- _Directions_
Word for word, copy out the data below, omitting pictures.

- _Extracted information_
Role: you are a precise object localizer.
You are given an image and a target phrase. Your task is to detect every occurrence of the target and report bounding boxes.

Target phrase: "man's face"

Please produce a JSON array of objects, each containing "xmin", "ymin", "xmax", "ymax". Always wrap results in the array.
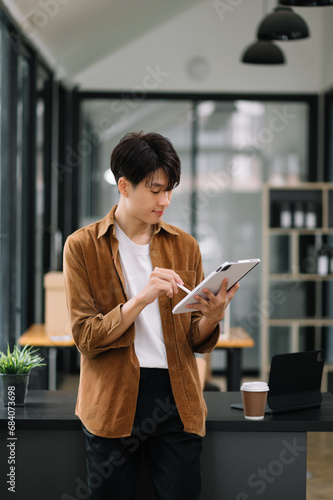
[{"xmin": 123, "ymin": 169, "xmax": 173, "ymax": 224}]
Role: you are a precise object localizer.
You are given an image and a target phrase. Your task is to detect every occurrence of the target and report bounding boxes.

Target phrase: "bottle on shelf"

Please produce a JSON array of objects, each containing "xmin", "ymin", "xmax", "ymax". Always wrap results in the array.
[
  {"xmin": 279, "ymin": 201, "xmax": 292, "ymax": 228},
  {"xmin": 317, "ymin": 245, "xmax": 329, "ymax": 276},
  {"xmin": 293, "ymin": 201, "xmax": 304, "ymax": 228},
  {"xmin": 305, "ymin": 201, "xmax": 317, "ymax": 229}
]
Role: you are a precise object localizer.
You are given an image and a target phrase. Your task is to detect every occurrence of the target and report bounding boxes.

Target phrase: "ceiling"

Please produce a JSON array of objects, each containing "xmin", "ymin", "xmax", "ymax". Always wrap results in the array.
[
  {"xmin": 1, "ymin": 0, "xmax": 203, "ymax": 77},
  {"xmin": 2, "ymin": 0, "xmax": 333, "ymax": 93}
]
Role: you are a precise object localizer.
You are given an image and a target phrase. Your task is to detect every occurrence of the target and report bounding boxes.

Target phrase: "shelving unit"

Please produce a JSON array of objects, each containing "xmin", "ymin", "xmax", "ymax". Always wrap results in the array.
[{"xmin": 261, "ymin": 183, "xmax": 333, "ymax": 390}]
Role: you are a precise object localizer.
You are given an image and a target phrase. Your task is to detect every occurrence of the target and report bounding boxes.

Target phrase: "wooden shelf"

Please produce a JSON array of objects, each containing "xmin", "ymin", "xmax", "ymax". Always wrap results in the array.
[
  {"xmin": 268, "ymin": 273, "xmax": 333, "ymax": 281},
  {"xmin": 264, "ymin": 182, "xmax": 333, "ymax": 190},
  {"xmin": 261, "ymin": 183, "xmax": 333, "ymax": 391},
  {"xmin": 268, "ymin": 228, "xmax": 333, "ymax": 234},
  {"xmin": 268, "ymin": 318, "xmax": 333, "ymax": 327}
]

- _Problem solution_
Role: you are a precise object localizer.
You are given an image and a target phrase. Your task is to detect every occurrence of the target and report bounding boxes.

Target phrase: "man's face"

Please produce a JSON array of objects, each containing "xmin", "ymin", "xmax", "ymax". Always wrap results in the array.
[{"xmin": 123, "ymin": 169, "xmax": 173, "ymax": 224}]
Role: you are a precise object localizer.
You are given an image and a target phrase. Your task is to detect every occurrence of the target and report bounding boxes.

Target phrase: "bottle on shelf"

Please produce a JSON array of objects, each containing "xmin", "ymin", "xmax", "ymax". Always wrap results in the array.
[
  {"xmin": 279, "ymin": 201, "xmax": 292, "ymax": 228},
  {"xmin": 317, "ymin": 245, "xmax": 329, "ymax": 276},
  {"xmin": 293, "ymin": 201, "xmax": 304, "ymax": 228},
  {"xmin": 305, "ymin": 201, "xmax": 317, "ymax": 229}
]
Role: you are a precise object localizer.
You are given an image and a target phrase. Your task is to detect every occurrence of the target and report bounding boxes.

Target phrase: "ceiling"

Please produce a JSON array of objects, each containing "xmin", "ymin", "xmax", "ymax". Always wrap results in the array.
[
  {"xmin": 1, "ymin": 0, "xmax": 203, "ymax": 77},
  {"xmin": 2, "ymin": 0, "xmax": 333, "ymax": 93}
]
Role: you are a precise object localizer.
You are given an image and a target phrase. Your task is to detect every occurrence of the target and report bounding boxes.

Target phrase: "shelving unit"

Please produce a JSON array of objects, each containing "xmin", "ymin", "xmax", "ymax". Always wrap results in the array.
[{"xmin": 261, "ymin": 183, "xmax": 333, "ymax": 390}]
Role: you are a precise object localizer.
You are given an image and a target phrase. Your task is to detect every occurrence of the target and report bounding boxes.

Target phrase: "wooden shelf"

Please produce a JSON array of objects, each containing "xmin", "ymin", "xmax", "ymax". Always wrap results in the array.
[
  {"xmin": 268, "ymin": 273, "xmax": 333, "ymax": 281},
  {"xmin": 264, "ymin": 182, "xmax": 333, "ymax": 190},
  {"xmin": 261, "ymin": 183, "xmax": 333, "ymax": 391},
  {"xmin": 268, "ymin": 228, "xmax": 333, "ymax": 234},
  {"xmin": 268, "ymin": 318, "xmax": 333, "ymax": 327}
]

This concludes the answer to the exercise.